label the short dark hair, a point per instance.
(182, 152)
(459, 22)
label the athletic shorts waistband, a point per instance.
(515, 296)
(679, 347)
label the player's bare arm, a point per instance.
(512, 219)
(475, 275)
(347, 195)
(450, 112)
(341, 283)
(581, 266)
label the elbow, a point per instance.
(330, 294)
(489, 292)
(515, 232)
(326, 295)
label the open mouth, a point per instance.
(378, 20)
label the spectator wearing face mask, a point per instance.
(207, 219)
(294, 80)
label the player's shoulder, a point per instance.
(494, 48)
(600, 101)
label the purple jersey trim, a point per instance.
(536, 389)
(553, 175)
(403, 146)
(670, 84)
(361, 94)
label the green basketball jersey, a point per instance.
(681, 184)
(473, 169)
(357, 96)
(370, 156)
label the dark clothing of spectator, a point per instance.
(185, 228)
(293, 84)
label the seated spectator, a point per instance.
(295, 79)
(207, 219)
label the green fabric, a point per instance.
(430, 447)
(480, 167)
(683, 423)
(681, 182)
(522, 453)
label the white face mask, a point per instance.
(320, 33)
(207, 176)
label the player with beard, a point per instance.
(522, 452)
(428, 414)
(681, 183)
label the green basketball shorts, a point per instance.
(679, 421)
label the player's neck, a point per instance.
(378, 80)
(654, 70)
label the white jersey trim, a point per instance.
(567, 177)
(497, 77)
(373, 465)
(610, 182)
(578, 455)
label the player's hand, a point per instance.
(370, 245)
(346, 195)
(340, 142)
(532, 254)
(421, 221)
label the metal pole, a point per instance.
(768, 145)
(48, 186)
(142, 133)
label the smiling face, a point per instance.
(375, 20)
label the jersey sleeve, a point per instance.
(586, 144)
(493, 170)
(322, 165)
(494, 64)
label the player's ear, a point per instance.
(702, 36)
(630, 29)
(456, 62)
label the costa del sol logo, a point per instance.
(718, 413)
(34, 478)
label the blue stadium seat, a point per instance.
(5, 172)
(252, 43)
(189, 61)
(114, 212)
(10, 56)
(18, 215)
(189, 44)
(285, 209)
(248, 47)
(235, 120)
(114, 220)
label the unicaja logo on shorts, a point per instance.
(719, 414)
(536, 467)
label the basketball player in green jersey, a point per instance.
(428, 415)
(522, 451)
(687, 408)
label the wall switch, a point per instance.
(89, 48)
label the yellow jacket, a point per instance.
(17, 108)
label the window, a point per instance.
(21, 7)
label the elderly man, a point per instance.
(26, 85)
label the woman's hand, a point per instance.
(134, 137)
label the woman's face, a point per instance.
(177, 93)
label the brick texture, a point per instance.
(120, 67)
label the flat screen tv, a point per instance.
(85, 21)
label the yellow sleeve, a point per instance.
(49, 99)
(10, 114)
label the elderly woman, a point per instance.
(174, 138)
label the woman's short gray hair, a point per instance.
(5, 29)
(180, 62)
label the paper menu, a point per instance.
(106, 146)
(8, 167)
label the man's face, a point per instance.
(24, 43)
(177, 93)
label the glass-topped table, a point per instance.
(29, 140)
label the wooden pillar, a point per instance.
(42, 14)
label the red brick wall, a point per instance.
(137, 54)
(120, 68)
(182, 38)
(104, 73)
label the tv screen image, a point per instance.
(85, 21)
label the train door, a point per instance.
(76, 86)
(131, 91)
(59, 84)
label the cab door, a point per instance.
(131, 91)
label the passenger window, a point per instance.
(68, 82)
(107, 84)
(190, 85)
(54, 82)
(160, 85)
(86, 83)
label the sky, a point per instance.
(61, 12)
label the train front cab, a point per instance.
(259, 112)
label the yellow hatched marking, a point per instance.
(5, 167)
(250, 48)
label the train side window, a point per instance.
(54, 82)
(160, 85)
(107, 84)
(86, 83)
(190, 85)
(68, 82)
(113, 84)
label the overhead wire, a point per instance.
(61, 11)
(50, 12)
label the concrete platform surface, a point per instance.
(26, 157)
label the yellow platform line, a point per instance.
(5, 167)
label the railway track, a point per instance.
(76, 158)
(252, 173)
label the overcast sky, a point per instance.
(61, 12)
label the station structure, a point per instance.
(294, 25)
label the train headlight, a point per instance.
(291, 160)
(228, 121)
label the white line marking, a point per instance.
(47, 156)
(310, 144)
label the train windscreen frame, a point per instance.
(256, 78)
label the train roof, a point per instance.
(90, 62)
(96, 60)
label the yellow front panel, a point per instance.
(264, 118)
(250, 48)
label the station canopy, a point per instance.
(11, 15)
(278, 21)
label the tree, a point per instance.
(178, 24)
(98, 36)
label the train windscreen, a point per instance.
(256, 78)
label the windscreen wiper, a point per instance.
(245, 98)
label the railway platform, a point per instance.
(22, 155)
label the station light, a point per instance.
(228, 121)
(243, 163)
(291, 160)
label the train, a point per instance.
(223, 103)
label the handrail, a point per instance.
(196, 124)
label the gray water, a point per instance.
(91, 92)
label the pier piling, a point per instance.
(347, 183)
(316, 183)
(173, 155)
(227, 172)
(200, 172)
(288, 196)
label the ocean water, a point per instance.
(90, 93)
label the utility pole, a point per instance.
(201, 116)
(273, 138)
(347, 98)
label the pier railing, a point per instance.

(Written problem): Reproduce all of the data above line for line, keeping every character and the original order unchanged.

(Response to this exercise):
label the short dark hair, a point per instance.
(182, 152)
(459, 22)
label the athletic shorts waistband, a point per instance.
(515, 296)
(679, 347)
label the player's bare arm, a point per instance.
(512, 219)
(475, 275)
(347, 195)
(450, 112)
(341, 283)
(581, 266)
label the elbow, a point per instance.
(330, 294)
(489, 292)
(515, 232)
(326, 295)
label the open mouth, a point per instance.
(378, 20)
label the spectator wearing face mask, a point per instance.
(207, 219)
(294, 80)
label the player's shoulder, a point per instance.
(494, 48)
(600, 101)
label the purple jersey trim, a point per instance.
(536, 389)
(553, 175)
(403, 146)
(670, 84)
(361, 94)
label the green basketball jersey, a point per instance.
(681, 184)
(473, 169)
(357, 96)
(370, 156)
label the dark clothing of spectator, a point per instance.
(185, 228)
(293, 84)
label the seated spectator, a point per instance.
(295, 79)
(207, 219)
label the green fabric, a point per instance.
(430, 447)
(480, 167)
(683, 423)
(681, 182)
(522, 453)
label the white face mask, a point per instance.
(320, 33)
(207, 176)
label the player with beard, a point per instance.
(522, 452)
(428, 414)
(681, 183)
label the green basketball shorts, a point per instance.
(679, 421)
label the player's neck, a point per instance.
(378, 80)
(654, 70)
label the white jersey trim, a point per instance.
(567, 177)
(497, 77)
(373, 465)
(610, 182)
(578, 455)
label the player's hand, a point per instance.
(370, 245)
(346, 195)
(340, 142)
(532, 254)
(421, 221)
label the metal pole, a point per instance.
(768, 145)
(48, 186)
(142, 133)
label the smiling face, a point per instance.
(375, 20)
label the jersey sleeve, a point per instance.
(586, 144)
(493, 170)
(322, 165)
(494, 64)
label the player's ear, a point per instance.
(702, 36)
(630, 29)
(456, 62)
label the costa del sol logo, a point per instance.
(718, 413)
(34, 478)
label the blue stadium seat, a point per instance.
(5, 172)
(252, 43)
(189, 61)
(114, 212)
(10, 56)
(18, 215)
(189, 44)
(285, 209)
(248, 47)
(235, 120)
(114, 220)
label the unicaja logo on shorts, a point per instance.
(719, 414)
(536, 467)
label the basketball player in green jersey, a point per instance.
(428, 415)
(522, 451)
(687, 408)
label the wall switch, a point per instance.
(89, 48)
label the yellow jacket, a point per instance.
(17, 108)
label the window, a point per instance.
(21, 7)
label the elderly man, a point per instance.
(26, 85)
label the woman's hand, a point per instance.
(134, 137)
label the woman's face, a point per instance.
(177, 93)
label the brick texture, a point per instance.
(120, 67)
label the flat screen tv, a point per instance.
(85, 21)
label the yellow sleeve, a point per instance.
(49, 99)
(10, 114)
label the elderly woman, a point per instance.
(174, 138)
label the woman's short gray hair, a point per instance.
(5, 29)
(180, 62)
label the paper menu, a point per instance.
(106, 146)
(8, 167)
label the man's face, a point per instance.
(24, 43)
(177, 93)
label the glass-topped table, a point per instance.
(29, 140)
label the wooden pillar, a point per instance.
(42, 14)
label the red brick wall, a point per instance.
(137, 54)
(120, 68)
(182, 38)
(104, 73)
label the tv screen image, a point per instance.
(85, 21)
label the train door, a point per instance.
(76, 86)
(131, 91)
(59, 84)
label the cab door, a point per instance.
(131, 91)
label the passenger window, a point per instance.
(68, 82)
(107, 84)
(190, 85)
(54, 82)
(160, 85)
(86, 83)
label the sky, a point per instance.
(61, 12)
label the train front cab, a point per instance.
(259, 112)
label the yellow hatched marking, a point per instance.
(5, 167)
(250, 48)
label the train side window, a point per instance.
(54, 82)
(160, 85)
(107, 84)
(86, 83)
(190, 85)
(68, 82)
(113, 84)
label the overhead wire, a point per instance.
(61, 11)
(50, 12)
label the concrete platform surface, a point per instance.
(26, 157)
label the yellow platform line, a point per instance.
(5, 167)
label the railway track, a point per instance.
(76, 158)
(252, 173)
label the overcast sky, a point per instance.
(61, 12)
label the station structure, a point per instance.
(294, 25)
label the train headlight, a point per instance.
(291, 160)
(228, 121)
label the white line marking, a point per instance.
(47, 156)
(310, 144)
label the train windscreen frame, a point per instance.
(256, 78)
label the train roof, a point per instance.
(90, 62)
(96, 60)
label the yellow front panel, a point per instance.
(264, 118)
(250, 48)
label the station canopy, a point per instance.
(11, 15)
(278, 21)
label the tree, a point per instance.
(178, 24)
(98, 36)
label the train windscreen, a point per instance.
(256, 78)
label the windscreen wiper, a point per instance.
(245, 98)
label the railway platform, a point per instance.
(22, 155)
label the station light, a point per instance.
(228, 121)
(243, 163)
(291, 160)
label the train, a point per instance.
(223, 103)
label the handrail, a point per instance.
(196, 124)
label the gray water, a point per instance.
(91, 92)
label the pier piling, a point per instance.
(347, 183)
(316, 183)
(173, 155)
(227, 172)
(200, 172)
(288, 196)
label the ocean water, a point per instance.
(90, 93)
label the utility pole, a point per instance.
(201, 116)
(273, 138)
(347, 98)
label the pier railing, a point per instance.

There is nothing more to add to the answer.